▶ _Exercise set_
- 1) According to the source text, in what year were Wolfhampcote's common fields enclosed?
- 2) Rewrite the part of the source text below that opens with the words containing "a(2) Fishpond (SP" and closes with "the R. Leam.", replacing "flat-bottomed" with "level-floored".

Wolfhampcote to the W. consists of a main E.–W. hollow-way, now blocked at its W. end by the present Wolfhampcote Hall. On either side of the hollow-way lie embanked or scarped closes, some containing possible house-sites and some with side lanes, now narrow hollow-ways, between them. In the S.E. corner is a large circular moat, presumably the manor house site, with the now isolated church beyond. A large depression to the E. of the manor is perhaps the manorial crew-yard, and E. again two parallel banks which must once have enclosed water may have been part of a mill. There is no trace of any extension of the main through hollow-way across the river to Braunstonbury. The final desertion of Wolfhampcote seems to have occurred in the early 16th century. In 1501 the common fields were enclosed and in 1517 the village was described as ruined (Trans. Birmingham Archaeol. Soc., 66 (1945–6), 98–9). Limited excavation in 1955 revealed occupation from the 12th to the 15th centuries (DMVRG, 3rd Annual Rep., (1955), 12–13; RAF VAP CPE/UK/1994, 4352–3; CUAP, AGV 20, AHG 29, LTI9–20, XT 50–3).
a(2) Fishpond (SP 532657; Fig. 28; Plate 8), lies immediately N. of the deserted village of Braunstonbury (1) and occupies the broad flat-bottomed valley of a small tributary stream of the R. Leam.

▶ _Dataset section_
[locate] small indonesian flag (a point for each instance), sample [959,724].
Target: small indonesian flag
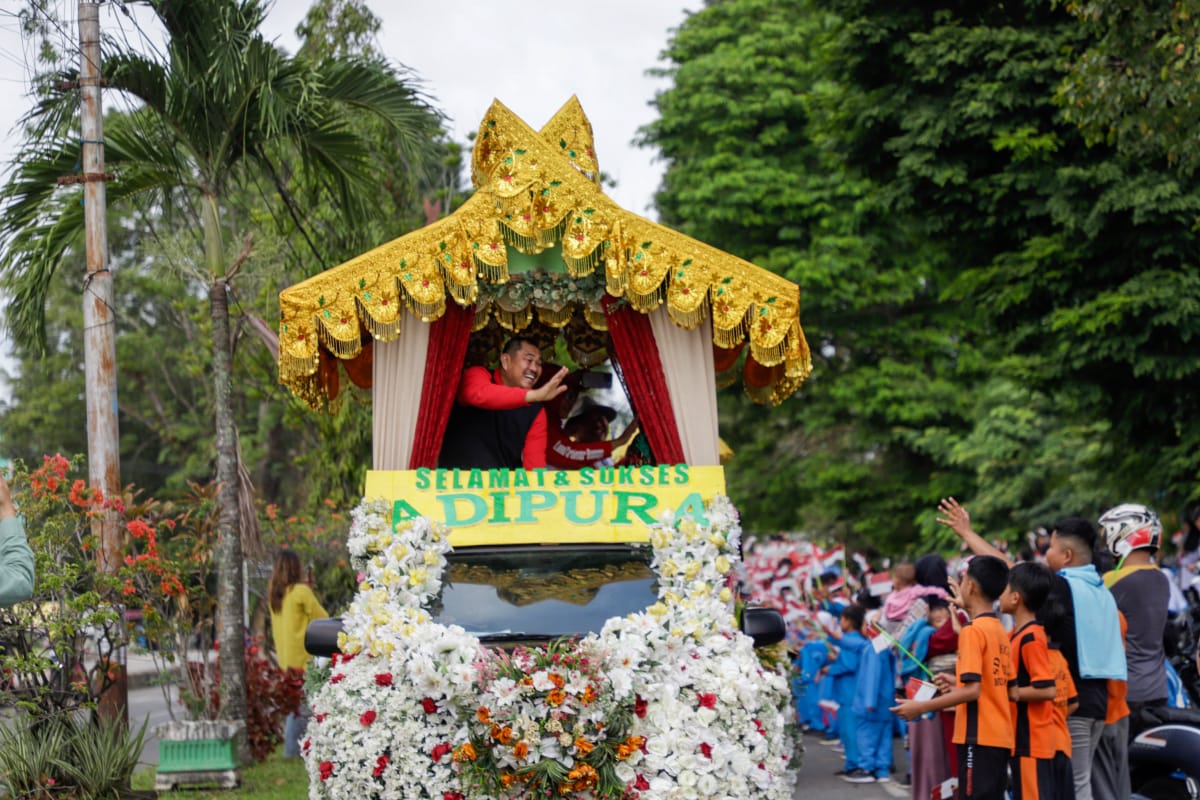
[919,690]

▶ _Exercise solutions_
- 1) 1501

- 2)
a(2) Fishpond (SP 532657; Fig. 28; Plate 8), lies immediately N. of the deserted village of Braunstonbury (1) and occupies the broad level-floored valley of a small tributary stream of the R. Leam.